Dataset excerpts on object pointing
§
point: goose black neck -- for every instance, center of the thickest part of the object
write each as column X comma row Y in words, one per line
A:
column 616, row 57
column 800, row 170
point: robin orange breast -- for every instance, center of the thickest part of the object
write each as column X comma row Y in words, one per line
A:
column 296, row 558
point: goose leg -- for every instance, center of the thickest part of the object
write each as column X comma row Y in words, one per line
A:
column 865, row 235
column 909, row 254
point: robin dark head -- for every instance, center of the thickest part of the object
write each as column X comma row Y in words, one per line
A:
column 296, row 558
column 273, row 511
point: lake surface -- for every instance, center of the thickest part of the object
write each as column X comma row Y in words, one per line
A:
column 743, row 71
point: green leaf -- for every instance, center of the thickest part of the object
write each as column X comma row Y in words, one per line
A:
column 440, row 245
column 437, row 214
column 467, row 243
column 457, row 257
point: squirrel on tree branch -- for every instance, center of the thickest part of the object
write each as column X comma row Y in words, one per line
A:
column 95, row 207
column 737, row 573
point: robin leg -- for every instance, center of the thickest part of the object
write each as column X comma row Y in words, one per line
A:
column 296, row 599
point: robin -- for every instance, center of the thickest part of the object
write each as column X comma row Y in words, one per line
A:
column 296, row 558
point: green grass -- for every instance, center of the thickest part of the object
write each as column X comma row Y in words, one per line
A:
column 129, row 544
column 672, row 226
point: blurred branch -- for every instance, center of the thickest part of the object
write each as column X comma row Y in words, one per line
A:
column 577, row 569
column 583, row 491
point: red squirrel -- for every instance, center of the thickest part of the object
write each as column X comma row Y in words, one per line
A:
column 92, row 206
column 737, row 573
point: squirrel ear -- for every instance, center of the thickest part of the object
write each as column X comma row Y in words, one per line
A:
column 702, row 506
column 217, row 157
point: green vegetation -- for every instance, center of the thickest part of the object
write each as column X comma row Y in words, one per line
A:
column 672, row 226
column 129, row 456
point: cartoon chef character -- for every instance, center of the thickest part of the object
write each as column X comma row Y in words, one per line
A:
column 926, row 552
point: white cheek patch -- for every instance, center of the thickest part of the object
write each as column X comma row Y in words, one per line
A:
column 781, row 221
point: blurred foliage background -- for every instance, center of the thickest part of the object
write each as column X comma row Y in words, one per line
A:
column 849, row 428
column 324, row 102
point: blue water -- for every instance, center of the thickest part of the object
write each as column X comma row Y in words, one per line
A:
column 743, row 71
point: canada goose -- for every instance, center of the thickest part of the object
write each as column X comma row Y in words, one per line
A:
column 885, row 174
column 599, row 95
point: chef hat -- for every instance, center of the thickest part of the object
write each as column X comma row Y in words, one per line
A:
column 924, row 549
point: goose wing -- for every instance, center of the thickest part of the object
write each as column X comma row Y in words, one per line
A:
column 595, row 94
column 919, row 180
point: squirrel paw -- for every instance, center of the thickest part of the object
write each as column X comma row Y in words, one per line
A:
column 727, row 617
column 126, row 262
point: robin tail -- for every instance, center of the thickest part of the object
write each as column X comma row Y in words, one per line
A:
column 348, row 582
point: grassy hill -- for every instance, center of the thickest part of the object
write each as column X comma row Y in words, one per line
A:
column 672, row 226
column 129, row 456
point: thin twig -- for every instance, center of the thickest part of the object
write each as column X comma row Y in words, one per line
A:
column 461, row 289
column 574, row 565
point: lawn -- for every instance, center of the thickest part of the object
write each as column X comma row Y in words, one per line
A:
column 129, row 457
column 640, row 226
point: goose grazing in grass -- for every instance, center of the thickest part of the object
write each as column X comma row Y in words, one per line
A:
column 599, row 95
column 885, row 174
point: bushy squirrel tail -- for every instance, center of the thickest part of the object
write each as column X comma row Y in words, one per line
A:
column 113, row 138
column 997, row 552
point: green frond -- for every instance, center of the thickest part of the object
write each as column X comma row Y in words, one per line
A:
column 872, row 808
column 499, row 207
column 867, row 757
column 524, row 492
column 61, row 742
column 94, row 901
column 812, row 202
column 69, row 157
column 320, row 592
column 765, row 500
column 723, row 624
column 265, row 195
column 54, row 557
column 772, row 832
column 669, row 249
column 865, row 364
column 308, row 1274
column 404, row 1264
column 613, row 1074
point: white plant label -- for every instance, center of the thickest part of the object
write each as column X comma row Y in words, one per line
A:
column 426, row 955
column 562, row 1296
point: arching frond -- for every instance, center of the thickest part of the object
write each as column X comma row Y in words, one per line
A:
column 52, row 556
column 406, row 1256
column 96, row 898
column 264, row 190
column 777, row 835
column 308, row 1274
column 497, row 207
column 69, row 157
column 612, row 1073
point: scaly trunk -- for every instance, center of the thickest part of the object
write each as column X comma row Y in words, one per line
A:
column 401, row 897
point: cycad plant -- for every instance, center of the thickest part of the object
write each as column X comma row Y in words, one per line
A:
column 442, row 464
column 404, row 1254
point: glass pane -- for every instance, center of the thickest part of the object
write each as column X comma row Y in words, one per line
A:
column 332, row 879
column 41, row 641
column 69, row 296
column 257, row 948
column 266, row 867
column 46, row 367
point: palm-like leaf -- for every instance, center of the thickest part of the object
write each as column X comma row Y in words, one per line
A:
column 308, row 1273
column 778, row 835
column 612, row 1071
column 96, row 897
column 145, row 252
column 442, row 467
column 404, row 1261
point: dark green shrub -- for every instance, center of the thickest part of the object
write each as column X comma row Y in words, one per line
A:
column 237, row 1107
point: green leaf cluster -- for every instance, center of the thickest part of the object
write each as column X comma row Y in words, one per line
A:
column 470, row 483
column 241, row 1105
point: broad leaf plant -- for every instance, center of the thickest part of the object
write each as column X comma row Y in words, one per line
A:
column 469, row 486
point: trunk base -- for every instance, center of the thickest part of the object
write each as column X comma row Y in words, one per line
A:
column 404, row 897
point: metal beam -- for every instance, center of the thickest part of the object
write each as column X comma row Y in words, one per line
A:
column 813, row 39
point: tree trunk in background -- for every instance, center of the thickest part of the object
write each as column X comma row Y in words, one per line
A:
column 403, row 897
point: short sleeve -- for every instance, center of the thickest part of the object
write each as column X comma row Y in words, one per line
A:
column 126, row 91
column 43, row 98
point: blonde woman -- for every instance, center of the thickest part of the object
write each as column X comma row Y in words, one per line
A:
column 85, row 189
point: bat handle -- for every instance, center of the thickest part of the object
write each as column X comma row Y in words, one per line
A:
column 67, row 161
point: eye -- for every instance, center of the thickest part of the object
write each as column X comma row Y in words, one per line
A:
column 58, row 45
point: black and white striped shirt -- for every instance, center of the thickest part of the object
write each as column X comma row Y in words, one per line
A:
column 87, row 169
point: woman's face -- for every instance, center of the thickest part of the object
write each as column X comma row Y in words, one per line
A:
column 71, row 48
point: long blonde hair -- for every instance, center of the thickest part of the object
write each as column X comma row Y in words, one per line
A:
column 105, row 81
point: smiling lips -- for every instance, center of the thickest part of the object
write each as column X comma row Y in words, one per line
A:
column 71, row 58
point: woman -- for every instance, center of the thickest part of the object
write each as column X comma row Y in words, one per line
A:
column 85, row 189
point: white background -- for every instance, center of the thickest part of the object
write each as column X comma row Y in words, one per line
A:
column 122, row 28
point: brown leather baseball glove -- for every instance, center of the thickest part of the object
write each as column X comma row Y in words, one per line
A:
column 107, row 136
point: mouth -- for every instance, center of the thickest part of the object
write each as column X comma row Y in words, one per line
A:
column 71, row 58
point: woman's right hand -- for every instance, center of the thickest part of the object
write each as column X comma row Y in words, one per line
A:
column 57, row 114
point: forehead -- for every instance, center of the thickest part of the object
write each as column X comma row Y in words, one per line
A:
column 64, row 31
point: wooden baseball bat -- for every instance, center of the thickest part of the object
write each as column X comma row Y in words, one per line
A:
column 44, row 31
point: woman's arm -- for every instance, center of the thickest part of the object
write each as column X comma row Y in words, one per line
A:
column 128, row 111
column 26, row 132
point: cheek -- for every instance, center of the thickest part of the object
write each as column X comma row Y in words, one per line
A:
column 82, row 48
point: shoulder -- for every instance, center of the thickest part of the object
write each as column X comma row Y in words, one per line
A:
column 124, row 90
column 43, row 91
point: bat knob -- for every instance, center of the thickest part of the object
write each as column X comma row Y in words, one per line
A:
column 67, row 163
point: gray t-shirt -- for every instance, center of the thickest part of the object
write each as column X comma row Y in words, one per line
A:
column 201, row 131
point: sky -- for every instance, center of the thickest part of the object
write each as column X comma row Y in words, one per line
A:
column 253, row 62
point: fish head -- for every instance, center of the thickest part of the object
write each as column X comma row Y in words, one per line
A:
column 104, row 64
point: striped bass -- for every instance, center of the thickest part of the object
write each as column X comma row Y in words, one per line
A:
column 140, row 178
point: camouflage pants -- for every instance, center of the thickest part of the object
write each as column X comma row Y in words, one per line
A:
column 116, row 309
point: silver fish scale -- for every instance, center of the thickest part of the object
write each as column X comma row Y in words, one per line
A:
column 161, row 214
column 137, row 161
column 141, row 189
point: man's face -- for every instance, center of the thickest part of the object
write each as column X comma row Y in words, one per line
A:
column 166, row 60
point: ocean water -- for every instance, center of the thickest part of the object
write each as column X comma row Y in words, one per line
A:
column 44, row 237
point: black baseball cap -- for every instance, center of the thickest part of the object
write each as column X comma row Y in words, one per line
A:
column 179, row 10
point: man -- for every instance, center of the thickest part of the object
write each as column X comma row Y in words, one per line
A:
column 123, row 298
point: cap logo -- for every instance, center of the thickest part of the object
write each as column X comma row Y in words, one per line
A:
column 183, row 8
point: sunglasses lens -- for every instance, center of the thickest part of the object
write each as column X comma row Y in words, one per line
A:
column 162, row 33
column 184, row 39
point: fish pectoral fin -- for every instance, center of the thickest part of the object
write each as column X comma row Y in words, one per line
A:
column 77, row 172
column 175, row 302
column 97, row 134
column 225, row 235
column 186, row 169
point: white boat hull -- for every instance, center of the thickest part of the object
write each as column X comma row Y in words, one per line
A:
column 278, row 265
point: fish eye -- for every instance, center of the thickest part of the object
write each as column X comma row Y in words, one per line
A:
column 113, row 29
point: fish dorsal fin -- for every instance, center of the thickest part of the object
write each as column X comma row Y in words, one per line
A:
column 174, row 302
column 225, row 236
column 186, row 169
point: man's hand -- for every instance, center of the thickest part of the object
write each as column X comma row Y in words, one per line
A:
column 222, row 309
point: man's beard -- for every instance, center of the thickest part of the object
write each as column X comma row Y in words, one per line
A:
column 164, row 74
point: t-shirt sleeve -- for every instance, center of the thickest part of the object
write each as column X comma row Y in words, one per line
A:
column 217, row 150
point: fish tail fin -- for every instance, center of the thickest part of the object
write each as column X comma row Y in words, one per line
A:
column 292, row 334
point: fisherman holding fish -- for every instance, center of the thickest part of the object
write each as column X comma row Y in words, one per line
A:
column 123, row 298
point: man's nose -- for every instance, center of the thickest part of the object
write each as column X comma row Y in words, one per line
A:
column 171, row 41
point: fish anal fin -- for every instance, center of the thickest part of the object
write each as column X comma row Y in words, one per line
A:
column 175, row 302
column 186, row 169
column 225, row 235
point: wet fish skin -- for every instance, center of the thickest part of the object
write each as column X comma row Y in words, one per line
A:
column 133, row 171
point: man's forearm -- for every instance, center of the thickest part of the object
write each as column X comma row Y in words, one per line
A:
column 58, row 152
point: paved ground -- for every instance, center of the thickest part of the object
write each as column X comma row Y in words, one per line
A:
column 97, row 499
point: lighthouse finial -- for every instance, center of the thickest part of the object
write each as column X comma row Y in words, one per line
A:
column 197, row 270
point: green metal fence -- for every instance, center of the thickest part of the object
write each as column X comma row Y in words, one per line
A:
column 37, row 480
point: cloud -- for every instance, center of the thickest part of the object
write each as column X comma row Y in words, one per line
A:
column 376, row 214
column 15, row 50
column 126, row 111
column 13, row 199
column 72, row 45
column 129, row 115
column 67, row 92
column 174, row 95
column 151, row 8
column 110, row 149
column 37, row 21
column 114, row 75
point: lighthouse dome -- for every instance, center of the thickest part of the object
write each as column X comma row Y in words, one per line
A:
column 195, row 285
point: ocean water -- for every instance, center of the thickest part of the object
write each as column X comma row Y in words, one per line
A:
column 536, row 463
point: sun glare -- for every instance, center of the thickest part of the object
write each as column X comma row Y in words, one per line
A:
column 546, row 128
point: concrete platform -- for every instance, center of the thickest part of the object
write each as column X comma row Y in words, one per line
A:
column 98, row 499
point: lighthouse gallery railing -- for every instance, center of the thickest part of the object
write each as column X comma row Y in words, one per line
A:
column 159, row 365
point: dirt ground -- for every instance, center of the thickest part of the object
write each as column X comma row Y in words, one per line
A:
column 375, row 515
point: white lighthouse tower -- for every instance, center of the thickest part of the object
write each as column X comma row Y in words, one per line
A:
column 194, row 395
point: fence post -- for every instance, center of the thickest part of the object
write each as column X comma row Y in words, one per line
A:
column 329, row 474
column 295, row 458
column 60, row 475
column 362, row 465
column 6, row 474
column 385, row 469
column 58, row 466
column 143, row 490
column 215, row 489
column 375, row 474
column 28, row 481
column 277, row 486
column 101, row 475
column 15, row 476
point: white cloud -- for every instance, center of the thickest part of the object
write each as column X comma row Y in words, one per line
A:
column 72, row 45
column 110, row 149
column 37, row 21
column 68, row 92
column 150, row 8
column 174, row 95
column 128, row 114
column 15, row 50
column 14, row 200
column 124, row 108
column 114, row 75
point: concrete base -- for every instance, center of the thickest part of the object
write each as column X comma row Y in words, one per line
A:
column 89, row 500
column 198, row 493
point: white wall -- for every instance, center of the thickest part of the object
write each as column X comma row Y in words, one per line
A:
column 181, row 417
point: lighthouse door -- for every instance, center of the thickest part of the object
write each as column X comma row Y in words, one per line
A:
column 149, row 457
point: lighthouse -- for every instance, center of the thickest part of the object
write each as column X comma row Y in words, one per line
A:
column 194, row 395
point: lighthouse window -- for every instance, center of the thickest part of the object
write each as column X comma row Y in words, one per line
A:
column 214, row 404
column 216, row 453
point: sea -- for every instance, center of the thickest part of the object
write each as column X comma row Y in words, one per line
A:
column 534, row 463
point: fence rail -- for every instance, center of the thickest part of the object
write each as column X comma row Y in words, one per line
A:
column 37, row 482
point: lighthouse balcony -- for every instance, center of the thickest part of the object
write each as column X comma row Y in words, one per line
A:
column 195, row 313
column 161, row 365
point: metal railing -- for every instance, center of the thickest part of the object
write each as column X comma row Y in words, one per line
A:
§
Exercise prompt
Lay out everything above, from the line containing "point: lighthouse gallery" down to the line containing "column 15, row 476", as a Markdown table. Use the columns "No." and "Content", number each row, and leave out any blank lines.

Task solution
| No. | Content |
|---|---|
| 1 | point: lighthouse gallery railing -- for every instance, center of the thickest part of the object |
| 2 | write each as column X comma row Y in words, one per line |
| 3 | A: |
| 4 | column 159, row 365 |
| 5 | point: dirt ground -- for every instance, center of the thickest part of the object |
| 6 | write each as column X comma row Y in words, one per line |
| 7 | A: |
| 8 | column 375, row 515 |
| 9 | point: white lighthouse tower -- for every instance, center of the thickest part of the object |
| 10 | write each as column X comma row Y in words, one per line |
| 11 | A: |
| 12 | column 194, row 395 |
| 13 | point: fence post -- for every instance, center of the thickest part of the object |
| 14 | write each as column X comma row Y in words, one per line |
| 15 | A: |
| 16 | column 329, row 474 |
| 17 | column 295, row 458 |
| 18 | column 60, row 475 |
| 19 | column 362, row 465 |
| 20 | column 6, row 474 |
| 21 | column 385, row 469 |
| 22 | column 58, row 466 |
| 23 | column 143, row 490 |
| 24 | column 215, row 489 |
| 25 | column 375, row 474 |
| 26 | column 28, row 481 |
| 27 | column 277, row 486 |
| 28 | column 101, row 475 |
| 29 | column 15, row 476 |